» **DESCRIPTION OF THE TASK**
Reproduce word for word the items from their very first line through the line holding "box: [0, 124, 1082, 253]", with both of those lines included.
+--
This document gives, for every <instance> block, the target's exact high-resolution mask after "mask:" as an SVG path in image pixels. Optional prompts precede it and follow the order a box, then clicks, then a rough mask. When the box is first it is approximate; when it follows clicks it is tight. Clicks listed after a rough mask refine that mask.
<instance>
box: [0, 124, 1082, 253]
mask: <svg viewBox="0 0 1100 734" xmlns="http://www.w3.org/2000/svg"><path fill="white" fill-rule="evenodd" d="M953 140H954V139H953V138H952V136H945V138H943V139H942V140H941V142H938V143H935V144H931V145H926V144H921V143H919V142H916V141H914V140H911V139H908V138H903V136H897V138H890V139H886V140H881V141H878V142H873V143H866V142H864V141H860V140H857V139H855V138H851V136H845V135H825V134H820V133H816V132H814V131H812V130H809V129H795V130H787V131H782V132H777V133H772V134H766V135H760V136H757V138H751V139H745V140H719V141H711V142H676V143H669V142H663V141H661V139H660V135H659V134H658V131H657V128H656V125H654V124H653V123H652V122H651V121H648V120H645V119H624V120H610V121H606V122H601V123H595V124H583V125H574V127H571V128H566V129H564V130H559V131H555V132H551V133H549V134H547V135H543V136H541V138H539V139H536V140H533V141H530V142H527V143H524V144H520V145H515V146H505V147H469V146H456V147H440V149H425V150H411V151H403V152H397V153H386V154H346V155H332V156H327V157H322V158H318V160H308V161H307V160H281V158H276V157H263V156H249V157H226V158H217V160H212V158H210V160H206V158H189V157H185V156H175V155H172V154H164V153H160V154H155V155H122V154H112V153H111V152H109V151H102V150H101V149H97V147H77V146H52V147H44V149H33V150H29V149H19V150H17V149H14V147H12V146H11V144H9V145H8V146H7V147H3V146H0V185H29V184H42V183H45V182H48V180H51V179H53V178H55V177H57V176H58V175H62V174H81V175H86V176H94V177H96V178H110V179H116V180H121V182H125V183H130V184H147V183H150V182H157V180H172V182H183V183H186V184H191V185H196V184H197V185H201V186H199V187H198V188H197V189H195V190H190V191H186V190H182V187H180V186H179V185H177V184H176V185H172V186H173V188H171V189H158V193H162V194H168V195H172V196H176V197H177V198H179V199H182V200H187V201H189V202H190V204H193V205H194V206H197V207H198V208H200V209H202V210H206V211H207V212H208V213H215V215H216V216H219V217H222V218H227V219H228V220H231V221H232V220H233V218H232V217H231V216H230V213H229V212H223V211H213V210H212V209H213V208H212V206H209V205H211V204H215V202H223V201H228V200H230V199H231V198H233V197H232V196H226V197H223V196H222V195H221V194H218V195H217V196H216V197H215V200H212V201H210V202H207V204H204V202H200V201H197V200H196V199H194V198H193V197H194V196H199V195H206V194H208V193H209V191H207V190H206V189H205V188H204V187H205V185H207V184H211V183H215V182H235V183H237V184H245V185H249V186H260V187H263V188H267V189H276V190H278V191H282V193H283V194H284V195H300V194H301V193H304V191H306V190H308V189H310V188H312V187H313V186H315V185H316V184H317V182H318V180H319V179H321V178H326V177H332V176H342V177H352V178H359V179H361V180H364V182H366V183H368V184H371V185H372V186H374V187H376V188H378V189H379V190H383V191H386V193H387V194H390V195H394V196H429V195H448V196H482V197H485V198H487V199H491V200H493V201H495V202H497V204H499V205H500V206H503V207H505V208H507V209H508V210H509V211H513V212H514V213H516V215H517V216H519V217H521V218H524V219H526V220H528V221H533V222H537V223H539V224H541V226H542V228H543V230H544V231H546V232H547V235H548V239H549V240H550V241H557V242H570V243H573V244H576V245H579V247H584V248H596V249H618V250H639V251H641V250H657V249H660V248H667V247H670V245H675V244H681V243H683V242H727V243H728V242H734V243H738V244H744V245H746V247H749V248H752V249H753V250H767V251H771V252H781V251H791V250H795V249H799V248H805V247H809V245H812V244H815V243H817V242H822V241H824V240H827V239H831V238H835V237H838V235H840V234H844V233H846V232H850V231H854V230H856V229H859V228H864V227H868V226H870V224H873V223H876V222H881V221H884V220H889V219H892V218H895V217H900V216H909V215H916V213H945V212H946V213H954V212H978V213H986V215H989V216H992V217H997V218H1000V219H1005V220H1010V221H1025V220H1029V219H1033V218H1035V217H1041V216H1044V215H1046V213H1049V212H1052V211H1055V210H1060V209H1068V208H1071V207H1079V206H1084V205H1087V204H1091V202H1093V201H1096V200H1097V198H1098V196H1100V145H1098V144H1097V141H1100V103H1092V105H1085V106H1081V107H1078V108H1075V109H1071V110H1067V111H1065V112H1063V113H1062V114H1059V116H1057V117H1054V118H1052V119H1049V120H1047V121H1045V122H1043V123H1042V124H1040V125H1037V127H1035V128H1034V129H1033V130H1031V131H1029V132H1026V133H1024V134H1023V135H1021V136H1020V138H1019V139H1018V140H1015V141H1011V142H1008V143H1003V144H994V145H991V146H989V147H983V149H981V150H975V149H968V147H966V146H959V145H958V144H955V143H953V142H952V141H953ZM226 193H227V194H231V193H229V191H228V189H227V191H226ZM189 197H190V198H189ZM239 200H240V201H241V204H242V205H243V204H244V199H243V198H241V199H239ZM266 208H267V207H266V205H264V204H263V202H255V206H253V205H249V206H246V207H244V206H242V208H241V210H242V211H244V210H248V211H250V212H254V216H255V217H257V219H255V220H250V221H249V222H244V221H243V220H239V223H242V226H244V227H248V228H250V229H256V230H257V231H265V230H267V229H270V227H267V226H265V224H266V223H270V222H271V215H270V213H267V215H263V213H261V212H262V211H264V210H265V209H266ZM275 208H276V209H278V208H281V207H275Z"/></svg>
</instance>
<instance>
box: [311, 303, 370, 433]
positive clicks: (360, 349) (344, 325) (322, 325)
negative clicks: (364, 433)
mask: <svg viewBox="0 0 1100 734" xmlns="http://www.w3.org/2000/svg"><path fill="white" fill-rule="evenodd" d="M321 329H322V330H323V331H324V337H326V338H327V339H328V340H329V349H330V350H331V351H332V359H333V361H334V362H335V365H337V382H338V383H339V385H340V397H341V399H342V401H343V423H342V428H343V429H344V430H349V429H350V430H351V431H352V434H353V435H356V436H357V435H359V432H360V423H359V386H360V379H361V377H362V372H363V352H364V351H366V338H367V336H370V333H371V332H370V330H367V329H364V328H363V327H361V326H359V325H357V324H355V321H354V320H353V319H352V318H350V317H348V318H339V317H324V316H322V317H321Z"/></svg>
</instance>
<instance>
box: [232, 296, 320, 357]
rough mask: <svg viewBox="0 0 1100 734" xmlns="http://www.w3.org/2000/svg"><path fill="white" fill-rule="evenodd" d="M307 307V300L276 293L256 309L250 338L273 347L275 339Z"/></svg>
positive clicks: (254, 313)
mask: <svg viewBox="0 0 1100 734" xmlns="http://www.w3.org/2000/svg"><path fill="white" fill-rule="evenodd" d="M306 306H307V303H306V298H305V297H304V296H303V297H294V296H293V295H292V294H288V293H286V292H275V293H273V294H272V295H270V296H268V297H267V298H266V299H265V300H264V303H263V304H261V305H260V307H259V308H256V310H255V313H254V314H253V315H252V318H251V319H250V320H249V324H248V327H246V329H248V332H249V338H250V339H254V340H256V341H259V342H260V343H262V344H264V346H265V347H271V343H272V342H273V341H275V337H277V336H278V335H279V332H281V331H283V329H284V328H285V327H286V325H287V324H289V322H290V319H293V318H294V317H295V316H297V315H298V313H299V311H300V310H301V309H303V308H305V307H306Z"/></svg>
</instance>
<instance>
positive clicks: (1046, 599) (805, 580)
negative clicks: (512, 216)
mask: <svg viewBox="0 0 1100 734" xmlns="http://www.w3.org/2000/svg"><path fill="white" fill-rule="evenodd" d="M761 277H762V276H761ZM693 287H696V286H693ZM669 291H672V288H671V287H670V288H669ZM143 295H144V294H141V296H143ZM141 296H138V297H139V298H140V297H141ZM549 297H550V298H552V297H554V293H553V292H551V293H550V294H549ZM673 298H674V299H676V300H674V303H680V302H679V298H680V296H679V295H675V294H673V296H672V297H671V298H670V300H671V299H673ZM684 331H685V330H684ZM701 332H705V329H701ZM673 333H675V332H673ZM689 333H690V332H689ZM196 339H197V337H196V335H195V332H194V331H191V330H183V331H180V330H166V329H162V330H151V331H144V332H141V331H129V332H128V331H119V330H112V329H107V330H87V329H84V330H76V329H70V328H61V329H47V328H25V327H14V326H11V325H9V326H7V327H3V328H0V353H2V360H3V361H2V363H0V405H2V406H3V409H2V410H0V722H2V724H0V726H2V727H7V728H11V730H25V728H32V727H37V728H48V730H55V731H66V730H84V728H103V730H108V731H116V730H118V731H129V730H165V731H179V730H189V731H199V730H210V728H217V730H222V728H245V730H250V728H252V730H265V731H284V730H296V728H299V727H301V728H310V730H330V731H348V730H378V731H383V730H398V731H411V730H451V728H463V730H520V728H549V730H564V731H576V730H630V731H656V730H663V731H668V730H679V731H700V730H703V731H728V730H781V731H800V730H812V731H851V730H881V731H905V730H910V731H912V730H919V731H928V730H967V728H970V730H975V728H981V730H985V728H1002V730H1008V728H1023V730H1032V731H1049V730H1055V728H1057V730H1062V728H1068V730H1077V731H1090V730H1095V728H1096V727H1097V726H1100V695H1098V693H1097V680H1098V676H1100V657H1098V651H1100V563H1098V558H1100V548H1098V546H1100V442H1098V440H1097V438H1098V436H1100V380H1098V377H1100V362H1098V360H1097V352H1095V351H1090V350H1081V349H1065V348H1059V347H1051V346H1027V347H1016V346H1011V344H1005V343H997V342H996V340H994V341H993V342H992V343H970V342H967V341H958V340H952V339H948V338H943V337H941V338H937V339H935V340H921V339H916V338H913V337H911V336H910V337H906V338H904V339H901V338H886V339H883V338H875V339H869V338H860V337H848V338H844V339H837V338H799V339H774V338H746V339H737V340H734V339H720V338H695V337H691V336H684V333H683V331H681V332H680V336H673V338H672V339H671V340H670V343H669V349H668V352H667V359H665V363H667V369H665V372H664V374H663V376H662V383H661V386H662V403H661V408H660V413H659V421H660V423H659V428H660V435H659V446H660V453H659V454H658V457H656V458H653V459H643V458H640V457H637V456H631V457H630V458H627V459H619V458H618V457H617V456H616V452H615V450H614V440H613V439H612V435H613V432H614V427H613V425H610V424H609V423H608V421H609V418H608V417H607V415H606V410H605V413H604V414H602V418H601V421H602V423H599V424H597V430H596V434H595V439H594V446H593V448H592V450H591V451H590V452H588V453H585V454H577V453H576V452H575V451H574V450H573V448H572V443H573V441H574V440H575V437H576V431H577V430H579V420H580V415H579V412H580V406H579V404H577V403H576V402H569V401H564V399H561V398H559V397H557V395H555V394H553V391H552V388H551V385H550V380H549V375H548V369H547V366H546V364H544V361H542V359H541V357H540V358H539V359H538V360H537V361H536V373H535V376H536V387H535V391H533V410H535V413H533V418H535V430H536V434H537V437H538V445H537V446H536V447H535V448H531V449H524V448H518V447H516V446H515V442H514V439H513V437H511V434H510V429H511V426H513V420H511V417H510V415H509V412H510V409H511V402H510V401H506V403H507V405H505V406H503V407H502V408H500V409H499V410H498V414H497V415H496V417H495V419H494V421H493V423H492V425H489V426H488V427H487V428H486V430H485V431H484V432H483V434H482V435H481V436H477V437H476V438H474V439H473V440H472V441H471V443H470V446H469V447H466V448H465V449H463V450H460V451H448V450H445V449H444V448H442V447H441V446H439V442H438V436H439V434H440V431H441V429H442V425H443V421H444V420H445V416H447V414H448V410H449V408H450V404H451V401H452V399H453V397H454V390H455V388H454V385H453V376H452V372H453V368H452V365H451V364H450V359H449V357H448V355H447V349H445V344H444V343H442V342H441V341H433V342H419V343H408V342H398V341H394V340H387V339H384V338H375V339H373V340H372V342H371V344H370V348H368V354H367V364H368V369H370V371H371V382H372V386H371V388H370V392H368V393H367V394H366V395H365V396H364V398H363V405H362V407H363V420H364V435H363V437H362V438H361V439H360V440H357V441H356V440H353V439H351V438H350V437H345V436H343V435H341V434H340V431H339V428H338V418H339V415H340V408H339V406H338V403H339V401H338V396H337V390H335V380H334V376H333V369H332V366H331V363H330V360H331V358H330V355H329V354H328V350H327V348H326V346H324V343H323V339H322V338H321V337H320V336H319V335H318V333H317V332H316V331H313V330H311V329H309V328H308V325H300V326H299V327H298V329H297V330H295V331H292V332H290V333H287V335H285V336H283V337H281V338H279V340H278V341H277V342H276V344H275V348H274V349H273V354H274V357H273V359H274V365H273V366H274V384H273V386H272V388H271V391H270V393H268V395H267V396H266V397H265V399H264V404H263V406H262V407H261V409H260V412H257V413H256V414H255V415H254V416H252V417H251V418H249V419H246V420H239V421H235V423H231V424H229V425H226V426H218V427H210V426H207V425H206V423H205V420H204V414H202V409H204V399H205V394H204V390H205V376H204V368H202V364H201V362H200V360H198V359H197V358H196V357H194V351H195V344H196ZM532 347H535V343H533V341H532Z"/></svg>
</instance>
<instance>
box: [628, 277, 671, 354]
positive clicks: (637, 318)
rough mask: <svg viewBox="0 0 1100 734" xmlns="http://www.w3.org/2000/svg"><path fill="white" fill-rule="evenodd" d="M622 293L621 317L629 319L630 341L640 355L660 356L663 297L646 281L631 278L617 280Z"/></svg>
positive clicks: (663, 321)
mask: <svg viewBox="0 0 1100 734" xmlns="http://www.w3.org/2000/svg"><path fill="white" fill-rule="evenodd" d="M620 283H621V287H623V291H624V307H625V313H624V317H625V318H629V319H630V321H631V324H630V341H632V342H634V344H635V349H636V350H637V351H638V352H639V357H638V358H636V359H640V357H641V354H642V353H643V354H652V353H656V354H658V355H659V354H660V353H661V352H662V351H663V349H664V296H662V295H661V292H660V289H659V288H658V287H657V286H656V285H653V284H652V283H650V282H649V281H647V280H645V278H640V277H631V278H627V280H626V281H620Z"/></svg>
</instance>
+--
» **TASK SOLUTION**
This document gives, for every <instance> block, the target's exact high-resolution mask after "mask:" as an SVG path in image pixels. Optional prompts precede it and follow the order a box, then clicks, then a rough mask. When the box is first it is approximate; when it follows clicks it is tight. Clicks listed after a rough mask refine that mask.
<instance>
box: [0, 124, 1082, 253]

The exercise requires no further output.